Si luego no hay justicia
Si luego no hay justicia
[junio 1999]
La actual tragedia de Kosovo (actual en junio de 1999, mañana habrá otras, es de temer) presenta semejanzas bastantes con otros dramas recientes, algunos en la misma región geopolítica, otros no tan recientes o no tan cercanos, pero también en nuestro tiempo, como para requerir una reflexión ética que a partir de la anécdota del caso concreto, de los cientos de miles de víctimas ahora implicadas, se eleve a la categoría, a las multitudes de otros horrores parecidos. Requiere tomar como unidad de análisis no un cruento episodio, por enorme que sea, sino la completa secuencia de espasmos históricos sufridos después de la Segunda Guerra Mundial. Marca ésta el comienzo de la secuencia histórica necesitada de análisis, porque, habiendo suscitado una conmoción ética en la conciencia intelectual y moral europea, pudo llegarse a pensar que era ya la última de las guerras y de las tragedias históricas en que Occidente se viera involucrado. Pudo pensarse también que el nazismo había sido el extremo insuperable del horror y que aquello no podía repetirse nunca más. Se ha repetido, sin embargo. Y no sabemos qué pensar, de qué moral dotarnos para mantener la decencia intelectual.

TAREAS PROPUESTAS:
**1)** Resuma en dos oraciones el fragmento sobre Kosovo.
**2)** Según el fragmento sobre Kosovo, ¿qué acontecimiento marca el comienzo de la secuencia histórica que necesita análisis?

Filas de un conjunto de datos de etiquetado de recuadros:

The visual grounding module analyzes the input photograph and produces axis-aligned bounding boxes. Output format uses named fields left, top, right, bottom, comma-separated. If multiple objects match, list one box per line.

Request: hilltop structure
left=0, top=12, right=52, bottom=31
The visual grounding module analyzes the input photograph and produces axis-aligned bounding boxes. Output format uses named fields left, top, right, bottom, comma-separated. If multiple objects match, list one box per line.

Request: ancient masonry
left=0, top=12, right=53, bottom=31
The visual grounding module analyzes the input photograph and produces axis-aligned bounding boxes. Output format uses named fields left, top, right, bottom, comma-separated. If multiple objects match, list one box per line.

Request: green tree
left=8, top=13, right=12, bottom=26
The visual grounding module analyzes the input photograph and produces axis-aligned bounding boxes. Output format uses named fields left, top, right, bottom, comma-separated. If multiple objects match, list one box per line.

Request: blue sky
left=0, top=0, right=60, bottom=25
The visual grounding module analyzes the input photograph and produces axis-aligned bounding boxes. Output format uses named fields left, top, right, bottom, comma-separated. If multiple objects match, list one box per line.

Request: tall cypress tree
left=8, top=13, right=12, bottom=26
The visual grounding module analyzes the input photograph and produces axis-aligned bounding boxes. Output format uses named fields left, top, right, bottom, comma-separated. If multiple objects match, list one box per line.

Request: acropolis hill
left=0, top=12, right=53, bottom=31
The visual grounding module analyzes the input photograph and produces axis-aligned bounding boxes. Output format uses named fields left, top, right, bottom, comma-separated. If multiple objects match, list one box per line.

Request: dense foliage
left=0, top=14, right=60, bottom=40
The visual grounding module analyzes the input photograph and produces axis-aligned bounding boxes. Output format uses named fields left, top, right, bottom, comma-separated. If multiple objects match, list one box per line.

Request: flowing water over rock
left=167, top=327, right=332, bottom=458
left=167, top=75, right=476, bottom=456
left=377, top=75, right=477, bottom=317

SOLUCIONES DEL EJERCICIO:
**1)** La tragedia de Kosovo de junio de 1999 se parece a otros dramas recientes y exige una reflexión ética que tome como unidad de análisis toda la secuencia de horrores posteriores a la Segunda Guerra Mundial. Tras esa guerra pudo pensarse que el nazismo había sido un horror insuperable que no se repetiría, pero se ha repetido, y no sabemos de qué moral dotarnos para mantener la decencia intelectual.

**2)** La Segunda Guerra Mundial.